▸ Instruction:
Could you output each line of the items below as a numbered list, leaving out any blank lines?

▸ Information shown:
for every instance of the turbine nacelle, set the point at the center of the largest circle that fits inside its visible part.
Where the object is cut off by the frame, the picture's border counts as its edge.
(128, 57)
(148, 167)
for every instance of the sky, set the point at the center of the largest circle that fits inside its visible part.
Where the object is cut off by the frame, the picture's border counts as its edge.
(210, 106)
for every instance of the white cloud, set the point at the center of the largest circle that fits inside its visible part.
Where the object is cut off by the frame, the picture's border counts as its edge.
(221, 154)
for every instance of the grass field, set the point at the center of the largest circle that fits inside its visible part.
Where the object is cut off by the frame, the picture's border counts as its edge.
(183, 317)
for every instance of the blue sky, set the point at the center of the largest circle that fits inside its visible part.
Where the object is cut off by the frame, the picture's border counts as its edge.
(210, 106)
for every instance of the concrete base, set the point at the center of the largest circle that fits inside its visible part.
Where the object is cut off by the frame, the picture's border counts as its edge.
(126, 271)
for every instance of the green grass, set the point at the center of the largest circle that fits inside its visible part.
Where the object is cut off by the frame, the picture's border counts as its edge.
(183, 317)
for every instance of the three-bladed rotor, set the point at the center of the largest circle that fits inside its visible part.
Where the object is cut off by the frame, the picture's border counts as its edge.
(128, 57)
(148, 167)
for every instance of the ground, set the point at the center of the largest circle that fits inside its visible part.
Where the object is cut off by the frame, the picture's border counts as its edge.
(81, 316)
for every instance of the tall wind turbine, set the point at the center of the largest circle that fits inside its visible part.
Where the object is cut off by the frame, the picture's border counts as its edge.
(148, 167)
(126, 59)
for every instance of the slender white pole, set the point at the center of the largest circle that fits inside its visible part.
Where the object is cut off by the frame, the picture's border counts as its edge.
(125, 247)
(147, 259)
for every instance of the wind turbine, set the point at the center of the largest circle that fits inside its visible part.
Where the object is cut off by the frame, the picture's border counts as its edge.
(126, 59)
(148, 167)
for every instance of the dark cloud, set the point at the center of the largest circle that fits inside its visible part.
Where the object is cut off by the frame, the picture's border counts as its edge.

▸ Full output:
1. for every instance of the turbine nacelle, set the point at the center of the largest circle that fits inside its visible part.
2. Where the object is cut off by the frame, the picture's border counts as its edge.
3. (128, 57)
4. (148, 167)
5. for every instance of the sky, set the point at the center of the largest circle that fits inside its visible part.
6. Where the object is cut off by the frame, the picture's border counts as its edge.
7. (210, 106)
8. for every instance of the white cloud, set the point at the center of the largest circle that fits inside its visible part.
9. Where the object is cut off by the frame, the picture's border counts as its edge.
10. (221, 154)
11. for every instance of the grass field, set the point at the center of the largest circle that fits inside its visible part.
12. Where the object is cut off by the frame, the picture's border counts as its edge.
13. (183, 317)
14. for every instance of the blue sky, set the point at the center of the largest circle that fits inside its visible part.
15. Where the object is cut off by the frame, the picture's border counts as its edge.
16. (210, 106)
17. for every instance of the concrete base, set the point at the center of the largest circle that fits inside its visible part.
18. Where the object is cut off by the frame, the picture's border counts as its edge.
19. (126, 271)
20. for every instance of the green grass, set the point at the center of the largest circle that fits inside its visible part.
21. Where the object is cut off by the frame, the picture's border counts as its edge.
22. (183, 317)
23. for every instance of the three-bladed rotor, set the point at the center of the largest circle that fits inside its visible part.
24. Where the object is cut off by the frame, the picture's border counts as its edge.
25. (128, 57)
26. (148, 167)
27. for every instance of the ground, set the point at the center of the largest circle that fits inside its visible part.
28. Where the object is cut off by the frame, the picture's border counts as its edge.
29. (81, 316)
30. for every instance of the tall wind turbine, set the point at the center of the largest circle that fits inside its visible part.
31. Where the object is cut off by the frame, the picture's border counts as its edge.
32. (148, 167)
33. (126, 59)
34. for every instance of the slender white pole, set the point at the center of the largest circle that fits inside its visible part.
35. Where the object is cut off by the frame, the picture's border counts as its edge.
36. (125, 247)
37. (147, 259)
38. for every instance of the wind turbine, set the point at the center of the largest circle that fits inside its visible part.
39. Where the object is cut off by the frame, the picture's border counts as its edge.
40. (126, 59)
41. (148, 167)
42. for every instance of the dark cloud, set the point at the center of the largest circle that fits inside its visible part.
43. Where the object is cut off by the frame, the picture's border counts as its edge.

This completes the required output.